Data provided »
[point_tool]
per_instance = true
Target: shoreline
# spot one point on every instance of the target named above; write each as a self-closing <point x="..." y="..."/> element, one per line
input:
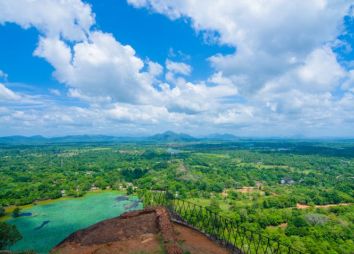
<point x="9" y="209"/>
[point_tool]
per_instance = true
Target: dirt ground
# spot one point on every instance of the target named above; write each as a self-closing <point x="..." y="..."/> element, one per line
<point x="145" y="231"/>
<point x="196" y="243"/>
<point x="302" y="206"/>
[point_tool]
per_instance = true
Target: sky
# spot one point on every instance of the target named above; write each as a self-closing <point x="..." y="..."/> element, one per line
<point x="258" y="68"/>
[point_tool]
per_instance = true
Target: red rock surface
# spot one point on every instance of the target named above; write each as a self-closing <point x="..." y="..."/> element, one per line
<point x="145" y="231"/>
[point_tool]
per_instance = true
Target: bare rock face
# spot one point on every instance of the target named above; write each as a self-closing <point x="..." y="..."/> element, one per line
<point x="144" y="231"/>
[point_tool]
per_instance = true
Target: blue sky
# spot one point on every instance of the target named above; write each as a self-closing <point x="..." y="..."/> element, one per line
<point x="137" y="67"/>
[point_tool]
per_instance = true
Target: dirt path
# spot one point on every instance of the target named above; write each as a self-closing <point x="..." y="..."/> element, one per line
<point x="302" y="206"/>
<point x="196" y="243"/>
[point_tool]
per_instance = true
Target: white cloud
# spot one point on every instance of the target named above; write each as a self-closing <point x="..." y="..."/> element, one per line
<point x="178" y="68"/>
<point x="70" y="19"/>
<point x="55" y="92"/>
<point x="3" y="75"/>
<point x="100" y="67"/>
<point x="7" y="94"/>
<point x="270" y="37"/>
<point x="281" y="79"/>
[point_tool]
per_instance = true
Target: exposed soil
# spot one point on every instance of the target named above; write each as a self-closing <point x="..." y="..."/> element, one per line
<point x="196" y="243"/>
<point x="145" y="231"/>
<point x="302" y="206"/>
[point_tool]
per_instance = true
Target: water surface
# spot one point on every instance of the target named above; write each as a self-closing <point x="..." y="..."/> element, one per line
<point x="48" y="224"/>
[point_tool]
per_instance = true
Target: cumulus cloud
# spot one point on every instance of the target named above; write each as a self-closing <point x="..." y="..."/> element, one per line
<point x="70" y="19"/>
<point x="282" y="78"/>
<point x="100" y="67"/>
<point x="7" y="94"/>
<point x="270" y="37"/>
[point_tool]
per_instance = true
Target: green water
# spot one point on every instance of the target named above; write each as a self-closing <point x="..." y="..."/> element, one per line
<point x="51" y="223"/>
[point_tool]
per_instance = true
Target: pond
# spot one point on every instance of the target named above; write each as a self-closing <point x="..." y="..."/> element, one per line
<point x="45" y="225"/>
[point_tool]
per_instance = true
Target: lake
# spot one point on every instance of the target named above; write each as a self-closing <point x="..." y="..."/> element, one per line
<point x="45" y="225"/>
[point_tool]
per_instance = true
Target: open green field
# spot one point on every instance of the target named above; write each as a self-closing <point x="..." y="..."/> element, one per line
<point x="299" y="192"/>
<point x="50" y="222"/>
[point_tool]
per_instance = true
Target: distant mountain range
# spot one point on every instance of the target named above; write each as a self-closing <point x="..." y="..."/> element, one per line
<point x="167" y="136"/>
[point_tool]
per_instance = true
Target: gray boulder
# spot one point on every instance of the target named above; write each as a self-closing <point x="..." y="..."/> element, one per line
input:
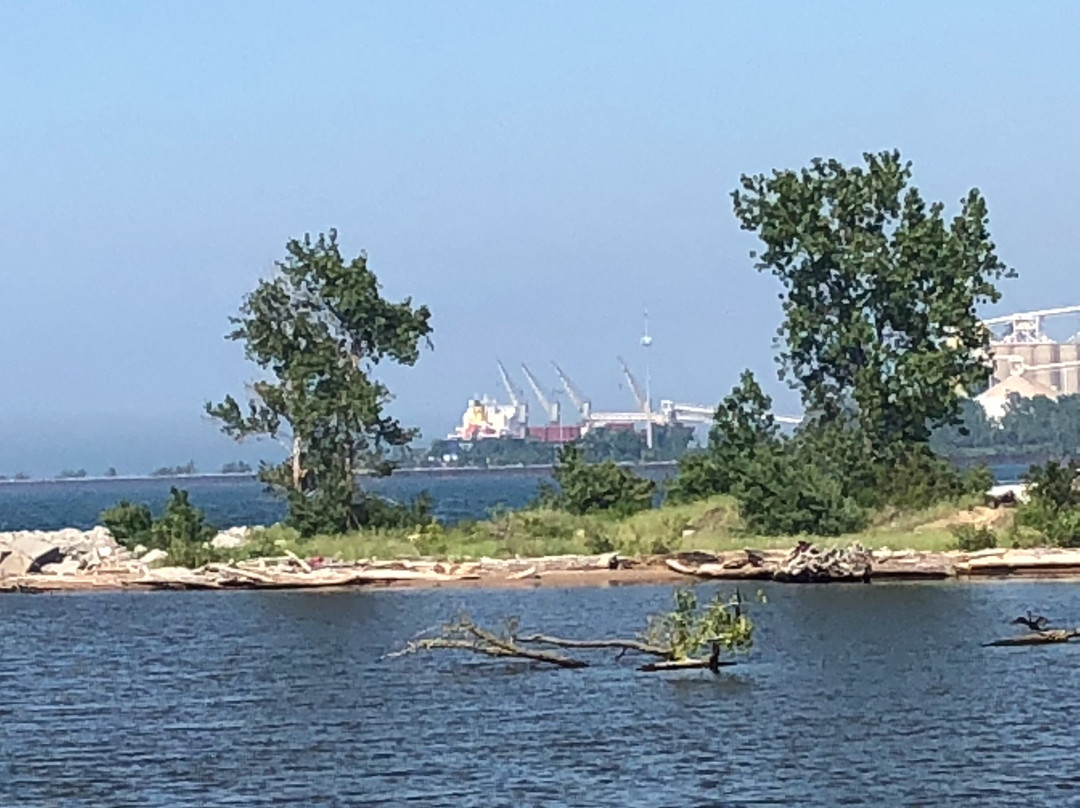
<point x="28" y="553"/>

Exercise directions » Please count the lines in the rows above that contain the string "rock", matching case exactly. Reply with the number alone.

Exercise response » 2